Task to complete: Print each entry in full, word for word, with no pictures in the result.

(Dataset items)

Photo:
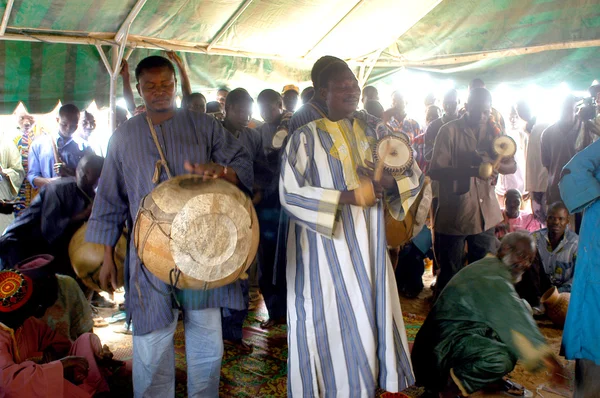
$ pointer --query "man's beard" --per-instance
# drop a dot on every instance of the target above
(516, 270)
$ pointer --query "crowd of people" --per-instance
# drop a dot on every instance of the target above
(324, 267)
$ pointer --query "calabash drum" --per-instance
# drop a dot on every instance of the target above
(395, 153)
(208, 230)
(556, 305)
(87, 259)
(504, 147)
(400, 232)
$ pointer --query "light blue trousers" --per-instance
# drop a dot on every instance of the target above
(154, 357)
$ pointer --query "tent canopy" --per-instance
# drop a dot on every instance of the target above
(49, 53)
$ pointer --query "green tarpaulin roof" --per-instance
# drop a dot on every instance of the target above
(269, 43)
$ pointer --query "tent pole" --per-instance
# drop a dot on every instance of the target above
(6, 16)
(228, 25)
(356, 6)
(123, 31)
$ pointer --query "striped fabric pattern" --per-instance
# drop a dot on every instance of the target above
(127, 178)
(345, 329)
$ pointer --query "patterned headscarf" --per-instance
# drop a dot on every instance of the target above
(15, 290)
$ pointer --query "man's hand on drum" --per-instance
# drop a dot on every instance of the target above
(387, 179)
(208, 171)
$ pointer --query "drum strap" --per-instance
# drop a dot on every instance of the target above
(163, 161)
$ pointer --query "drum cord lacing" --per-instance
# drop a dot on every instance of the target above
(174, 273)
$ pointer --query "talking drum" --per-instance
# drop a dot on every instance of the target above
(87, 259)
(207, 230)
(394, 153)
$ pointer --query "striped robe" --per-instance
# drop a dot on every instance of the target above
(345, 330)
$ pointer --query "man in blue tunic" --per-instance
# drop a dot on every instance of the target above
(191, 142)
(57, 155)
(580, 190)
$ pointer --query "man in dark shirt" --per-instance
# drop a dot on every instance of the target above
(450, 106)
(269, 210)
(558, 146)
(468, 209)
(46, 227)
(238, 111)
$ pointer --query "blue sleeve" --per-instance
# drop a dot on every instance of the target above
(111, 203)
(33, 163)
(579, 185)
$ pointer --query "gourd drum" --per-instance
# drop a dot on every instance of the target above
(556, 305)
(206, 229)
(87, 259)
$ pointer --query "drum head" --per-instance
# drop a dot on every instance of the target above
(505, 146)
(395, 152)
(211, 236)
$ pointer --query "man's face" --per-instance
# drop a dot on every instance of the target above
(67, 124)
(238, 115)
(88, 124)
(290, 100)
(270, 111)
(398, 102)
(557, 221)
(26, 123)
(157, 87)
(479, 112)
(512, 205)
(450, 105)
(221, 97)
(343, 93)
(197, 104)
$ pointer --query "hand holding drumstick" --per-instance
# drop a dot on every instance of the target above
(373, 181)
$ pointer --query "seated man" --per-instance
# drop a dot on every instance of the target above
(56, 155)
(38, 362)
(479, 328)
(68, 313)
(55, 214)
(554, 264)
(514, 219)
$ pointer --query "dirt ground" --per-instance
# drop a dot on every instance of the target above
(536, 383)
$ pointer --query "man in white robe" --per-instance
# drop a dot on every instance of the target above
(346, 335)
(11, 178)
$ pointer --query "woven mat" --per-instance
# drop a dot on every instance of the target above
(263, 373)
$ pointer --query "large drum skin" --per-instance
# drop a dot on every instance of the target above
(207, 229)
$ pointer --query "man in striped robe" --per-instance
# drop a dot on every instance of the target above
(346, 335)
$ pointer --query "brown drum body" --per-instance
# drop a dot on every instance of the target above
(208, 230)
(87, 259)
(399, 233)
(556, 305)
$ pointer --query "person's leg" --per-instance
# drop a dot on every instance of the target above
(480, 245)
(479, 361)
(87, 345)
(232, 322)
(154, 363)
(203, 351)
(449, 251)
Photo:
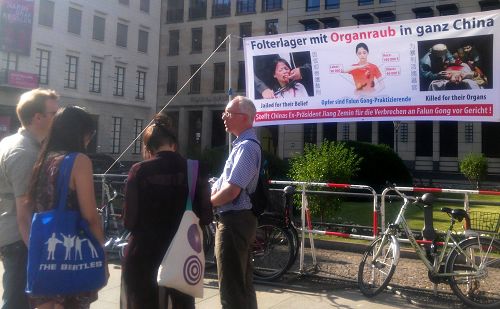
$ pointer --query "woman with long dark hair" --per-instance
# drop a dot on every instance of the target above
(284, 86)
(71, 131)
(155, 200)
(366, 75)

Your response:
Photo:
$ pointer --query "man's beard" --per-instance
# drop a dot on every instance of the target above
(516, 270)
$ pointer --query "crowd of people" --per-instance
# drop a dot on every instance of the target above
(324, 267)
$ pointer --query "calabash drum" --per-instance
# drop a dot on every instance of the target above
(395, 153)
(208, 230)
(556, 305)
(87, 259)
(504, 147)
(400, 232)
$ pointer --query "light blue trousers" --per-instance
# drop a dot on every instance of the target above
(154, 357)
$ pointer --query "tent canopy" --per-instance
# drop a dot on every instance of the target above
(49, 53)
$ pointer --query "green tarpaulin roof" --per-instance
# drop a dot on every instance of the target above
(269, 43)
$ pointer --query "tent pole" --per-instance
# drop a dot on every instance of the target above
(6, 16)
(228, 25)
(356, 6)
(123, 31)
$ pointer --query "striped fabric pattern" --per-instance
# drop a dot on every instance of the target above
(127, 178)
(345, 329)
$ pointer --query "patterned headscarf" --per-instance
# drop a dot on every instance of the target above
(15, 290)
$ pointer --query "man's hand on drum" --per-instance
# drop a dot on every instance of the target above
(387, 179)
(208, 171)
$ pointer --query "drum strap" --per-instance
# drop a dot on every instance of the target above
(163, 161)
$ pointer --query "drum cord lacing" --per-instance
# drop a dot on every instance of the target above
(174, 273)
$ pointer --query "talking drum" --per-instance
# drop a dot on every instance of the target above
(87, 259)
(207, 230)
(394, 153)
$ pointer --query "striped robe" --per-instance
# drop a dot on every instance of the target above
(345, 330)
$ pointer --query "man in blue tunic" --per-instance
# drop a dot on every instance of the target above
(191, 142)
(57, 155)
(580, 190)
$ pointer --query "man in dark shirt" --per-instance
# drop a dot on every instance of the target above
(450, 106)
(269, 210)
(558, 146)
(468, 209)
(46, 227)
(238, 111)
$ pointer --query "blue sleeve" --per-instance
# drop a dot on every instance of the target above
(111, 203)
(33, 163)
(579, 185)
$ pointer --query "gourd drum" --per-instance
# drop a dot on every instance of the target above
(556, 305)
(206, 229)
(87, 259)
$ pointer --query "drum head" --per-instance
# drop a dot on every instance of the target above
(505, 146)
(395, 152)
(211, 236)
$ pointer --query "man's face" --per-instance
# drop a dot on every instance of the target above
(67, 124)
(238, 115)
(88, 124)
(290, 100)
(270, 111)
(398, 102)
(557, 221)
(26, 123)
(157, 87)
(479, 112)
(512, 205)
(450, 105)
(221, 97)
(343, 93)
(197, 104)
$ pointer --query "hand holding drumstick" --per-instance
# drop a dot on every instance of the target above
(373, 181)
$ pointer --query "seated man" --per-instance
# drop a dot on every instance of the target above
(56, 155)
(38, 362)
(479, 328)
(68, 313)
(55, 214)
(554, 264)
(514, 219)
$ pointer --query "dirt ground" --per-instance
# drop a dot on every instance of the target above
(536, 383)
$ pointer --query "man in white robe" --per-instance
# drop a dot on every instance of the target above
(346, 335)
(11, 178)
$ pointer --query "woven mat" --per-instance
# drop a dot on every instance of the target above
(263, 373)
$ pointer --query "large drum skin" --per-instance
# drop a dot on every instance of the target above
(207, 229)
$ pointer --query "man in striped robe" --per-instance
# drop a dot on every instance of the target above
(346, 335)
$ pointer --query "brown drum body" --per-instance
# drop a dot on every instance of the target above
(208, 230)
(87, 259)
(399, 233)
(556, 305)
$ pointer --query "person's leg" --per-instance
# drop a dot on every instance of the target above
(480, 245)
(479, 361)
(87, 345)
(232, 322)
(154, 363)
(203, 351)
(449, 251)
Photo:
$ pointer --query "woman with long dark hair" --per-instance
# drop a dot on every instance of the target above
(284, 86)
(71, 131)
(155, 200)
(366, 75)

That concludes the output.